### TASK STATEMENT
Copy each line below without leaving any out.

### DATA EXTRACT
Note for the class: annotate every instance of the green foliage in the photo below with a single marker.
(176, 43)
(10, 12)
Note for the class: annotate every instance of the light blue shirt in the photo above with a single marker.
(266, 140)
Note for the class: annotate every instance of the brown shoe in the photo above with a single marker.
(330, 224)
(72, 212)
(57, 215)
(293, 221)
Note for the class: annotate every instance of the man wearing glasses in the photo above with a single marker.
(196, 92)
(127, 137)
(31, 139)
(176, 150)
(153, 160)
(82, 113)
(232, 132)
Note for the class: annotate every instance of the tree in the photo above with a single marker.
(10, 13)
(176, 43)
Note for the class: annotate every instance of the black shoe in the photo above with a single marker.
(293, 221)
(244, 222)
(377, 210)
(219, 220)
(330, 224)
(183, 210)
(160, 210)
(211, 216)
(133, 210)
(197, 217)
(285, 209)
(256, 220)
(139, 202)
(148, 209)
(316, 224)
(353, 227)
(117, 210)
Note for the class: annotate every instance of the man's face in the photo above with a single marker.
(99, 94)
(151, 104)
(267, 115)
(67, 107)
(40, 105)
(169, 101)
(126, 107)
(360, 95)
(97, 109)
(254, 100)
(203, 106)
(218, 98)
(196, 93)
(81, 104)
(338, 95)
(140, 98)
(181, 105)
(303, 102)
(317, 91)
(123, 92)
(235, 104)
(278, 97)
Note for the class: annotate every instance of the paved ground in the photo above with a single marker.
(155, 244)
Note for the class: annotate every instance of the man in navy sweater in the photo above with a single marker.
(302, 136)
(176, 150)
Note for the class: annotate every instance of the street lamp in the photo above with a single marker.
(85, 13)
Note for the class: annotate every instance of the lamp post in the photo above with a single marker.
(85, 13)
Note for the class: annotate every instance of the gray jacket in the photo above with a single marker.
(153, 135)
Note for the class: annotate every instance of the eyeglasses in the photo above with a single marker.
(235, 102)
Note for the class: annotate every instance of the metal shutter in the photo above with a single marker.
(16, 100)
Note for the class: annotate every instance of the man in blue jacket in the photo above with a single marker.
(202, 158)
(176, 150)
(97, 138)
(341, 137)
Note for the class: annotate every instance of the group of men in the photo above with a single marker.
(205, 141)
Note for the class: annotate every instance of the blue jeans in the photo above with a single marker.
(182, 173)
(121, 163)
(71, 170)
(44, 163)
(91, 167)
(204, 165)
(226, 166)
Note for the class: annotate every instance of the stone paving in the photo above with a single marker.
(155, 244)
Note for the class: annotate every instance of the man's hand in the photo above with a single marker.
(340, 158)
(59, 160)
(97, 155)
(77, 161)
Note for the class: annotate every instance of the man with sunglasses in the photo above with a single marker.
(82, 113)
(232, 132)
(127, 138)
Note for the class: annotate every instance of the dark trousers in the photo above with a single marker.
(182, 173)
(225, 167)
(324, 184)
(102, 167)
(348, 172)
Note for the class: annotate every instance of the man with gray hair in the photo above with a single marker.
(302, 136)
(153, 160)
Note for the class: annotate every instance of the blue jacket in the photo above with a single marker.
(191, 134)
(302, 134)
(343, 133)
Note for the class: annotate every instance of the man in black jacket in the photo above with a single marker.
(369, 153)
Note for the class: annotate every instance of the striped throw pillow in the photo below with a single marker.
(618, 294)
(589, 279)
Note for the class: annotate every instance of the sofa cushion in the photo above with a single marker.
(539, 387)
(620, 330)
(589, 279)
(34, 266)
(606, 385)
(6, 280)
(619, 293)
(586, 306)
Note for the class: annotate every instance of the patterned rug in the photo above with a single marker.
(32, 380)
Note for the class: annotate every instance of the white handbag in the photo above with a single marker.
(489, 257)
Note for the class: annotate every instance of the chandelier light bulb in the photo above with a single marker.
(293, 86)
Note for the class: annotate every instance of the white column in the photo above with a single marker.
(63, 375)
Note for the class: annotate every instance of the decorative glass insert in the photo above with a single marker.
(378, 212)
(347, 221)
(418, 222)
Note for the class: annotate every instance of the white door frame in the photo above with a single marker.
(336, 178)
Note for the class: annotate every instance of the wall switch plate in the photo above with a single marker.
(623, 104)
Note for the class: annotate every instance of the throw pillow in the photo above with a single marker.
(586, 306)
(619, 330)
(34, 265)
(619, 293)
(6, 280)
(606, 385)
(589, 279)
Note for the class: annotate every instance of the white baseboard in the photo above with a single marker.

### FINAL RESULT
Note for the class: annotate every instance of the green foliage in the photo below with a single marker.
(176, 43)
(10, 12)
Note for the class: annotate every instance of the light blue shirt in the photo above with a single marker.
(266, 140)
Note for the class: annotate every instance of the brown shoe in the photo above with a single marker.
(330, 224)
(72, 212)
(57, 215)
(293, 221)
Note for the class: annotate every instance of the man wearing glasses in the photo above with a single marker.
(196, 92)
(127, 137)
(31, 139)
(176, 150)
(153, 160)
(82, 113)
(232, 132)
Note for the class: annotate every instance of the tree in the photo above with a single marker.
(10, 13)
(176, 43)
Note for the class: annotate every instance of the black shoe in the photo above with a single marker.
(293, 221)
(244, 222)
(377, 210)
(219, 220)
(330, 224)
(183, 210)
(160, 210)
(211, 216)
(133, 210)
(197, 217)
(285, 209)
(256, 220)
(139, 202)
(148, 209)
(316, 224)
(353, 227)
(117, 210)
Note for the class: annotate every instance of the man's face in the photo above with a single marker.
(99, 94)
(151, 104)
(267, 115)
(67, 107)
(40, 105)
(169, 101)
(126, 107)
(360, 95)
(97, 109)
(254, 100)
(203, 106)
(218, 98)
(196, 93)
(81, 104)
(338, 95)
(140, 98)
(181, 105)
(303, 102)
(317, 91)
(123, 92)
(235, 104)
(278, 97)
Note for the class: annotate every instance of the paved ground in the photo above with a single marker.
(155, 244)
Note for the class: annotate every instance of the man in navy sweater in the photo above with a single marker.
(302, 136)
(176, 150)
Note for the class: annotate every instance of the street lamp in the photo above with a single marker.
(85, 13)
Note for the class: annotate every instance of the lamp post in the photo above with a single marker.
(85, 13)
Note for the class: annotate every instance of the gray jacket in the photo above with a single marker.
(153, 135)
Note for the class: annotate every instance of the eyeglasses in the photo above with a single marker.
(235, 102)
Note for the class: annotate every instance of the metal shutter in the photo above with a single marker.
(16, 100)
Note for the class: annotate every instance of the man in blue jacket in the photo above with a single marker.
(202, 158)
(176, 150)
(97, 138)
(341, 137)
Note for the class: annotate every instance of the group of men in the photo above with a single marker.
(205, 141)
Note for the class: annotate every instance of the blue jeans in the photo above with a single marker.
(182, 173)
(121, 163)
(71, 170)
(44, 163)
(91, 167)
(204, 165)
(226, 166)
Note for the class: annotate every instance of the stone paving in the photo above with a single marker.
(155, 244)
Note for the class: annotate every instance of the man's hand in the photo above with a single marker.
(340, 158)
(59, 160)
(97, 155)
(77, 161)
Note for the class: annotate every instance of the man with sunglasses in the photo above with a single marker.
(82, 113)
(232, 132)
(127, 138)
Note for the class: annotate every instance of the dark trousers in the photo above with a single marker.
(182, 173)
(225, 167)
(324, 184)
(102, 167)
(348, 172)
Note for the class: annotate every instance of the man with gray hair in the photo above with a single marker.
(302, 136)
(153, 160)
Note for the class: annotate every instance of the blue jacket in the photo above with a single marker.
(191, 134)
(302, 134)
(343, 133)
Note for the class: annotate every instance of the man in black jacket in the photo above with a single marker.
(369, 153)
Note for the class: annotate every instance of the striped throw pillow in the photo below with a single marker.
(618, 294)
(589, 279)
Note for the class: annotate every instance of the sofa cushion in the photo above with a single marker.
(539, 387)
(620, 330)
(589, 279)
(34, 266)
(606, 385)
(6, 280)
(619, 293)
(586, 306)
Note for the class: annotate every instance of the patterned rug in the photo above with a single marker.
(32, 380)
Note for the class: annotate every instance of the white handbag in the photo above with a single marker.
(489, 257)
Note for the class: annotate every instance of the chandelier light bulb in the photo above with a single marker.
(293, 86)
Note for the class: annotate every instance of the white column in the photo above with a single marker.
(63, 375)
Note for the class: annotate every instance of the decorative glass insert in the photo above with a single marker.
(378, 212)
(347, 221)
(418, 222)
Note for the class: annotate every instance of the white door frame in the photo above with a single marker.
(336, 178)
Note for the class: annotate every instance of the wall switch plate in the photo above with a single marker.
(623, 104)
Note for the class: annotate every instance of the throw pillow in the photo above with a single marker.
(586, 306)
(619, 330)
(34, 265)
(619, 293)
(6, 280)
(606, 385)
(589, 279)
Note for the class: annotate every instance of the white baseboard in the photo above with a single marker.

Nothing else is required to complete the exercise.